[Requirement] Copy the rows word for word, starting at the very first line and going through the line with "xmin=828 ymin=254 xmax=861 ymax=271".

[Material for this task]
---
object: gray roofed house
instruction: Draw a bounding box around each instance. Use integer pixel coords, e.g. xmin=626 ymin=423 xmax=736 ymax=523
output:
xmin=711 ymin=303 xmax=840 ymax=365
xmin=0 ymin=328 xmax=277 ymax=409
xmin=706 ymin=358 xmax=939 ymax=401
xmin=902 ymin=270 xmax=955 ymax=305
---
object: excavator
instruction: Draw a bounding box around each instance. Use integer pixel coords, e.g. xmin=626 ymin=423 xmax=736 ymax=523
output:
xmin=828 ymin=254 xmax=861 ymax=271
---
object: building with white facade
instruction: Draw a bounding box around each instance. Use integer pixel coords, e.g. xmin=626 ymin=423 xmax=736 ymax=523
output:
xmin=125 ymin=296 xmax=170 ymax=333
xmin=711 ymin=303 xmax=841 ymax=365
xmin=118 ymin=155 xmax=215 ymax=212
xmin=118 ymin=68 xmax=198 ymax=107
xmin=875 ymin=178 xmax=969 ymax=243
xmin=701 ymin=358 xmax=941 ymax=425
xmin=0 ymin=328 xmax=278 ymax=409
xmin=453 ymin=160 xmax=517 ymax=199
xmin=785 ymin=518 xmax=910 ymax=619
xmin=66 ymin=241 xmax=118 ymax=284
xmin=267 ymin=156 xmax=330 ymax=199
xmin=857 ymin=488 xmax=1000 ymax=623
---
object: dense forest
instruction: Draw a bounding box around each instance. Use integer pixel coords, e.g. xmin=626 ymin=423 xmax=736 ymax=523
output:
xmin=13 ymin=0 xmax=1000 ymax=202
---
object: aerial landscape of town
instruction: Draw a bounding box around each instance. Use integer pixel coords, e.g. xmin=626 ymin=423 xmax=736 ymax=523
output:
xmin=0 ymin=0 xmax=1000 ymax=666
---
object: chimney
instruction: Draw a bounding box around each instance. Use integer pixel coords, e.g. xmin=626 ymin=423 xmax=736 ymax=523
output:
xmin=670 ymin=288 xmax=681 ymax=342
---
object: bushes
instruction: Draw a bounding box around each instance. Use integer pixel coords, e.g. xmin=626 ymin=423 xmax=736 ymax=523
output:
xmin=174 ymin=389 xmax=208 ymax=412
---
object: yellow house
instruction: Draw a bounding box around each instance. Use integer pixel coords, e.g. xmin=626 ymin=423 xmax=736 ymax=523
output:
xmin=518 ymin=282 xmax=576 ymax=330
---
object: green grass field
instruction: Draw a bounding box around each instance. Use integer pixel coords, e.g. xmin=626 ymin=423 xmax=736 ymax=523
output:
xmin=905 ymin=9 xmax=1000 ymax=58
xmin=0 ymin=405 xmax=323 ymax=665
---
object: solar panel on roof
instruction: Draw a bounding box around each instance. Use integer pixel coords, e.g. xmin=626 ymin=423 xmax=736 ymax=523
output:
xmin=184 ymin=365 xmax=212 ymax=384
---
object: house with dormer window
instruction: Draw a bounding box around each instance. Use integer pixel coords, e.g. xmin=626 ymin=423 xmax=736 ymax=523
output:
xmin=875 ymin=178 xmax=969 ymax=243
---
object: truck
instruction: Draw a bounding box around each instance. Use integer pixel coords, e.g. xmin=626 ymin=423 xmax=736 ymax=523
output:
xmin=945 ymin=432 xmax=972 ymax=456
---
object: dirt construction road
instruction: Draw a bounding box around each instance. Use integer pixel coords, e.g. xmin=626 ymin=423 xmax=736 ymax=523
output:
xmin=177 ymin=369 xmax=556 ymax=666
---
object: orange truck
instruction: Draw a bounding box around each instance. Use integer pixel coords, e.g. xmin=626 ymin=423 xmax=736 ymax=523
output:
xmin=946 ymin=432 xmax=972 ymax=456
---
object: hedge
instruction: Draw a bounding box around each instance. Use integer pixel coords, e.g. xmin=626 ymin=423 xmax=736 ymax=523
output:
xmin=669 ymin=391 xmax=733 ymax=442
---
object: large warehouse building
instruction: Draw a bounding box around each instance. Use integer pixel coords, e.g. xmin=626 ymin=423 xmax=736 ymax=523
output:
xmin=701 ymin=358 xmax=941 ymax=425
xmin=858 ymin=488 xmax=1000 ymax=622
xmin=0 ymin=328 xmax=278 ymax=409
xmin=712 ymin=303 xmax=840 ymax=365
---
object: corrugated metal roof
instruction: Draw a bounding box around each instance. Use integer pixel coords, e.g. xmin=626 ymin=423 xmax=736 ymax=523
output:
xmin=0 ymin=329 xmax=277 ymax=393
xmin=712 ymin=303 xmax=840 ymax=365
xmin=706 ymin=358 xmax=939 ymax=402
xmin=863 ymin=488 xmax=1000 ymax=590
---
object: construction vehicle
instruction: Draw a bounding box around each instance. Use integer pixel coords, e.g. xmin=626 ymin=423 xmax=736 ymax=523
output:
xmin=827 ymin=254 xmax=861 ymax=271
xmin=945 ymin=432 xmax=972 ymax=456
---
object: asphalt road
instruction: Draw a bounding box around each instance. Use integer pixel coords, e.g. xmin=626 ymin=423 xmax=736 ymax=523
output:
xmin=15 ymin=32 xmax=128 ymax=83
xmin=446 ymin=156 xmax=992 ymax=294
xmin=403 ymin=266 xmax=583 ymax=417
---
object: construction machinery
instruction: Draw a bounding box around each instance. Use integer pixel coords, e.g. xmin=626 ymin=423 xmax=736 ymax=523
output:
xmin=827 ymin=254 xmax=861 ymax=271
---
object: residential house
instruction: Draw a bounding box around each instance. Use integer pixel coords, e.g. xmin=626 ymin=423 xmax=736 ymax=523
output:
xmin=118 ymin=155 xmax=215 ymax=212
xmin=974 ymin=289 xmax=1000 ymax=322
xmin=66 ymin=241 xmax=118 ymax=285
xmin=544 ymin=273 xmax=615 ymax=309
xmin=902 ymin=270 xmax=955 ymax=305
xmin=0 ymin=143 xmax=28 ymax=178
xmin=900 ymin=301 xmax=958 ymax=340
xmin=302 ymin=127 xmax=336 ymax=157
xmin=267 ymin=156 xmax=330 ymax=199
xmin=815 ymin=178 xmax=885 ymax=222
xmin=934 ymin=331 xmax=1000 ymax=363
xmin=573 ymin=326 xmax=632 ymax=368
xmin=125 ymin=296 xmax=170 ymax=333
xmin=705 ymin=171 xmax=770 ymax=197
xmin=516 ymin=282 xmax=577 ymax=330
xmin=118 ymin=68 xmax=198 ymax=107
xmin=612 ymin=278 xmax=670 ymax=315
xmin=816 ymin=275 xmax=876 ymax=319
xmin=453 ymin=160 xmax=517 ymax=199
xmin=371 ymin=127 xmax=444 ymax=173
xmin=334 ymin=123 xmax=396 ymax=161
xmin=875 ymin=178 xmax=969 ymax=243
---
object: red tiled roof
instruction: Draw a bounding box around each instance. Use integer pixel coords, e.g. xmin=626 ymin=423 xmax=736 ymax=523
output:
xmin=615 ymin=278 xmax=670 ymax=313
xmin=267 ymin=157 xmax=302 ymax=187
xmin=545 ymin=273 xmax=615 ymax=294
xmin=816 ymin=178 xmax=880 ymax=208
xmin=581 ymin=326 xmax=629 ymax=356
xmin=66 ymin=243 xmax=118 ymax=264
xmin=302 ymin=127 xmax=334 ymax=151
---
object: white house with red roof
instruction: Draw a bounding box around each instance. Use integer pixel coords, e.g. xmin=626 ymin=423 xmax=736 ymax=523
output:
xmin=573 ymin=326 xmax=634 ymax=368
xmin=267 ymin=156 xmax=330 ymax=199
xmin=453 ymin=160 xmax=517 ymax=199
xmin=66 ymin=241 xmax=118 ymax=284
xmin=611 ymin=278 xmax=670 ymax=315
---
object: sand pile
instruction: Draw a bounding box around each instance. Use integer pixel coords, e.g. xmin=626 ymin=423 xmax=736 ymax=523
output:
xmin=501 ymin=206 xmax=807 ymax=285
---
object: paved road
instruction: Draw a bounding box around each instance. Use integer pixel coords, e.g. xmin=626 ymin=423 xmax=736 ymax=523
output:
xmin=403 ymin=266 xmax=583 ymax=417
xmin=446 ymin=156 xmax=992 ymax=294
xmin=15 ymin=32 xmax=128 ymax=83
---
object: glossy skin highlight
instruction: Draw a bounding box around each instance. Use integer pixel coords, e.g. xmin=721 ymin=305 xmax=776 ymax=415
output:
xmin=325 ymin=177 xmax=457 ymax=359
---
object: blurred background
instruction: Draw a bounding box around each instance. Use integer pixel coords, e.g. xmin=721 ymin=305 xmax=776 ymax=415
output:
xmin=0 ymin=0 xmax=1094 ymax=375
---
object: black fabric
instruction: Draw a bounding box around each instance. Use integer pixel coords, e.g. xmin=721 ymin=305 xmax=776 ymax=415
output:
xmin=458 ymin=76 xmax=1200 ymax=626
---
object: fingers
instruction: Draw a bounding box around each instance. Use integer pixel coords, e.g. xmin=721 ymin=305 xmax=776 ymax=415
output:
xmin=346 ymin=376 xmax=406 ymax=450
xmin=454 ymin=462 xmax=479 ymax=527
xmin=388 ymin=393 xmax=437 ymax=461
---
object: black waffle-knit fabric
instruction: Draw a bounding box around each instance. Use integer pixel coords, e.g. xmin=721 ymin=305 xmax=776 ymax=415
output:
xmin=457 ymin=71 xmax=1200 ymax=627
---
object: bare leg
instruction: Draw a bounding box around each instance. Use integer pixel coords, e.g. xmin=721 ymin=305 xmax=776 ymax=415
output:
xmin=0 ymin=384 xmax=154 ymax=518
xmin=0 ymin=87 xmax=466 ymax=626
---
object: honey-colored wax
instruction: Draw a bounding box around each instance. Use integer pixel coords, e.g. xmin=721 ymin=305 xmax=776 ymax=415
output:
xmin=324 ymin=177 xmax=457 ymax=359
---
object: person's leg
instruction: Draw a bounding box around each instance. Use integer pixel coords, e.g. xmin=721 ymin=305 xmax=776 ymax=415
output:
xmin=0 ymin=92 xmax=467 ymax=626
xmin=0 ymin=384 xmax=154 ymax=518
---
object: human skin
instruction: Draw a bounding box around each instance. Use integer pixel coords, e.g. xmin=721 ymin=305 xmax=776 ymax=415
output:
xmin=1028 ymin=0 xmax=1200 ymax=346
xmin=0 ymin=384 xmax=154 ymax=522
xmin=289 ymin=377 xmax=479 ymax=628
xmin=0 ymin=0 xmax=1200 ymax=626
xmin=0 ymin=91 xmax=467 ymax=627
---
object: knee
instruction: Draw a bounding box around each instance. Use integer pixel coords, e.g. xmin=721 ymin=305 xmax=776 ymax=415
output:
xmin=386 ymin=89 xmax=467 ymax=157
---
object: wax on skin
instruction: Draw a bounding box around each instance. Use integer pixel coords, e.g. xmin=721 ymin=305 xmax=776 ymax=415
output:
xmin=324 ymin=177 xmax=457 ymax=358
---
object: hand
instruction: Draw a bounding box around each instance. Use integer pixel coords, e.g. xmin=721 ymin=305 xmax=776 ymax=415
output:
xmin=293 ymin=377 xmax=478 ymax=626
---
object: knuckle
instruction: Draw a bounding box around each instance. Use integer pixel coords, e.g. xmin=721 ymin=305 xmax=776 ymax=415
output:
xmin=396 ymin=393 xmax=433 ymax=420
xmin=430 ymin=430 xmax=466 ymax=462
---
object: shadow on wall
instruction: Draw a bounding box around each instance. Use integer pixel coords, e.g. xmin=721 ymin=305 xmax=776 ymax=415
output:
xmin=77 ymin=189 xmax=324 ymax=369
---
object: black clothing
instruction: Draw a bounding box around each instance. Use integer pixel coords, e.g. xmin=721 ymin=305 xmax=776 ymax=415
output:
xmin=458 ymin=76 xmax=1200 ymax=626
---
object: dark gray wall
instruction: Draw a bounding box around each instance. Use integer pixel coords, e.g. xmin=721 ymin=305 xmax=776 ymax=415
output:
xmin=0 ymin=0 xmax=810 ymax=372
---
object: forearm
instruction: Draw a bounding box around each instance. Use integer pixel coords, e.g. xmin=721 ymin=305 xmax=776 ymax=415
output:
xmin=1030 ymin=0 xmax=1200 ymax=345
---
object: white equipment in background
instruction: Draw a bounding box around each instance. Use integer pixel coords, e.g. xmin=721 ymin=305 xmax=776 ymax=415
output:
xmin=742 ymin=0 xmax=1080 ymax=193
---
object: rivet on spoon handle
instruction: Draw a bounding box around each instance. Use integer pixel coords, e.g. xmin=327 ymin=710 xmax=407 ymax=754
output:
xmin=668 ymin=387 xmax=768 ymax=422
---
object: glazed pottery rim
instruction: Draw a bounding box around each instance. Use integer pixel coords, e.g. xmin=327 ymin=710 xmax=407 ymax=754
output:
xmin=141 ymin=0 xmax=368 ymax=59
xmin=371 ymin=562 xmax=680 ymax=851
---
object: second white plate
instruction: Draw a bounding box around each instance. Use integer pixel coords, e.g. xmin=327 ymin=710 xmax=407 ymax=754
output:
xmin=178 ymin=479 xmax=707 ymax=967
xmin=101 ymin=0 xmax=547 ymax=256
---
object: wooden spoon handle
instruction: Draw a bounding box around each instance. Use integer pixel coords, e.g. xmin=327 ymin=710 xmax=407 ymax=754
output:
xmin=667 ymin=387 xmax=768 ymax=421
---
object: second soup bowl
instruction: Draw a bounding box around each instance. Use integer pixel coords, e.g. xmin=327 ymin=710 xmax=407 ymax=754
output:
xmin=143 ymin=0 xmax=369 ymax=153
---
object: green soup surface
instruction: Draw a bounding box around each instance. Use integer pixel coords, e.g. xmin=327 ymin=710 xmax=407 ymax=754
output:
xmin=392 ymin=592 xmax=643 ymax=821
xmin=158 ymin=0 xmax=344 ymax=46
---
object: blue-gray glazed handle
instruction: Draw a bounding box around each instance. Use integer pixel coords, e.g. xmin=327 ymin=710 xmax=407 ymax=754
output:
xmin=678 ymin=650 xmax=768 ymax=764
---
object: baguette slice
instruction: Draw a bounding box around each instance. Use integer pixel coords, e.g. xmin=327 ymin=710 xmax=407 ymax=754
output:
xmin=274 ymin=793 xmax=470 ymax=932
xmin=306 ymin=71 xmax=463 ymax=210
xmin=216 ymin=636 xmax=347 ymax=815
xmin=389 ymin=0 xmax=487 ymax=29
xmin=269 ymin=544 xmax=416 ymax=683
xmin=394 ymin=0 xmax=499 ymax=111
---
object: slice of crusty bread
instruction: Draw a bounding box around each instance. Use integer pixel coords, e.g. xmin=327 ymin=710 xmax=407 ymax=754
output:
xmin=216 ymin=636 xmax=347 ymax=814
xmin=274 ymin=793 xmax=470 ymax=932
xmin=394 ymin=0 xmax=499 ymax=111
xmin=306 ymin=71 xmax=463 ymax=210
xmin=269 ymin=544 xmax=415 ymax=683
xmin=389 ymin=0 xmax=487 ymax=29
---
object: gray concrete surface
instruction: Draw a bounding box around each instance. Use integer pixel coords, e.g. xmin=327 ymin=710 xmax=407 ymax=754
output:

[The completed task]
---
object: gray roofed house
instruction: Draw a bounding box around each instance. Use integer pixel coords, e.g. xmin=626 ymin=423 xmax=736 ymax=523
output:
xmin=711 ymin=303 xmax=840 ymax=365
xmin=0 ymin=328 xmax=277 ymax=409
xmin=706 ymin=358 xmax=939 ymax=401
xmin=902 ymin=270 xmax=955 ymax=305
---
object: excavator
instruction: Draw a bounding box around each instance. Use integer pixel coords, e.g. xmin=626 ymin=423 xmax=736 ymax=523
output:
xmin=828 ymin=254 xmax=861 ymax=271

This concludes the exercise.